▶ [Problems and tasks]:
**1.** Reproduce the stretch of the review of Nas from "Ninth-grade dropout Nas" through "the map forever.".
**2.** Summarize the review of Nas in two sentences.
**3.** Answer these questions on the review of Nas:
(a) From which Whodini song was the track for "If I Ruled the World" lifted?
(b) With whom did Nas collaborate on "Nas is Coming"?
(c) What did Nas say in response to Big's Source cover?

▶ [Reading text]:
Ninth-grade dropout Nas is a hip-hop scholar with a standing respect for rap’s forefathers. You will remember the title and chorus of “If I Ruled the World” belonged to Kurtis Blow first (sans Lauryn Hill, of course); the track for “If I…” was lifted from Whodini’s “Friends.” Whodini was once rap royalty. For Nas they are a musical marker of an era when hustlers his age were really doing it. Nas titled the love letter he wrote his man upstate on Illmatic after Whodini’s “One Love.” For Nas’s version, Q-Tip, jazzminer that he is, robbed the Heath Brothers for their vibe. Similar vibes are put to work for It Was Written’s “Affirmative Action.” That can only be read as a tribute to Marley Marl’s “The Symphony, Part I,” the classic mob cut and the one joint that put Queens’s formidable MCs on the map forever.
Nas’s collaboration with Dr. Dre for “Nas is Coming” will probably be interpreted as an arranged marriage meant to quell wars, but the truth is more benign: just two super-talents with a little time on their hands. In fact, the current East-West battle, when put in perspective, is manageable. For the most part, it all breaks down to Gemini Tupac flipping on Gemini Biggie and dragging in Gemini diva Faith to test Biggie’s manhood (a thoroughly offensive notion invented by boys). So with that safely in pocket, it’s some kind of wonderful to hear Rakim’s heir fortified by our generation’s Leon Ware.
What’s a little more pathological is the backlash to Biggie’s success. First there was Ghostface’s pointed but cloaked hit on Raekwon’s album. The Fugees dis him softly: “Did you shoot him?/Nah, I didn’t have the balls/That’s when I realized I’m pumpin too much Biggie Smalls.” Even five-star Nas felt compelled to respond to Big’s Source cover: “There can only be one king.” (You really have to live for this to know this petty shit.) It would be dangerous to discount Big’s narrative slow flow, and it’s plain erroneous to reduce him to designer sunglasses and Pac’s drama; he’s always injected humor and wit in his storytelling, and if he continues to do his thing right, Cube’s crown is his.

▶ [Collected material]:
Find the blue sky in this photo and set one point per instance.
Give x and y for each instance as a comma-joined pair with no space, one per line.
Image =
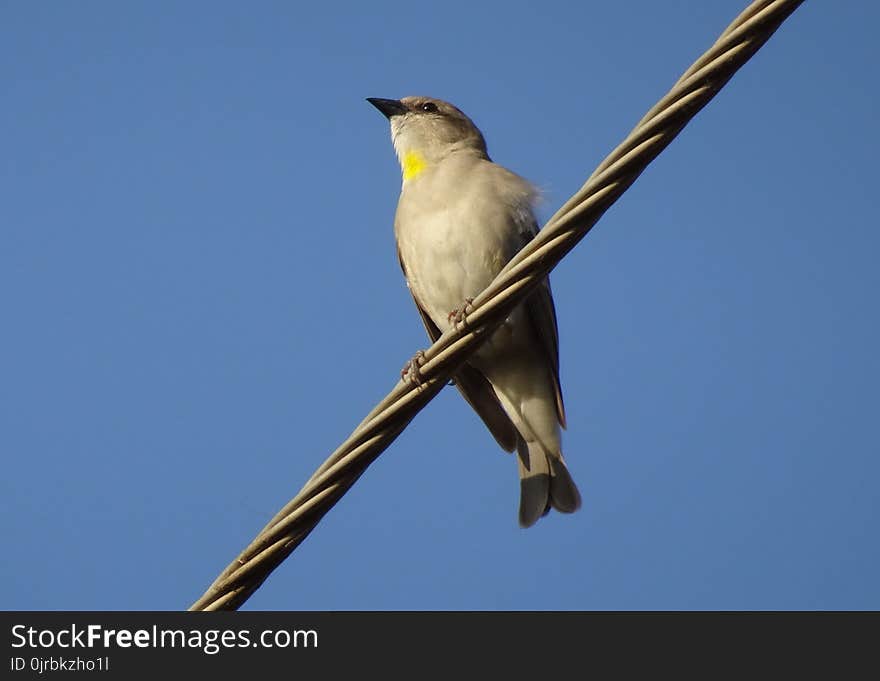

▶ [Problem solutions]:
**1.**
Ninth-grade dropout Nas is a hip-hop scholar with a standing respect for rap’s forefathers. You will remember the title and chorus of “If I Ruled the World” belonged to Kurtis Blow first (sans Lauryn Hill, of course); the track for “If I…” was lifted from Whodini’s “Friends.” Whodini was once rap royalty. For Nas they are a musical marker of an era when hustlers his age were really doing it. Nas titled the love letter he wrote his man upstate on Illmatic after Whodini’s “One Love.” For Nas’s version, Q-Tip, jazzminer that he is, robbed the Heath Brothers for their vibe. Similar vibes are put to work for It Was Written’s “Affirmative Action.” That can only be read as a tribute to Marley Marl’s “The Symphony, Part I,” the classic mob cut and the one joint that put Queens’s formidable MCs on the map forever.

**2.** The review of Nas presents him as a hip-hop scholar who respects rap's forefathers and draws on Kurtis Blow, Whodini and Marley Marl in his songs. It describes his collaboration with Dr. Dre as a meeting of two super-talents rather than an arranged truce in the East-West battle, and it notes a backlash against Biggie's success to which even Nas felt compelled to respond.

**3.**
(a) "Friends"
(b) Dr. Dre
(c) "There can only be one king."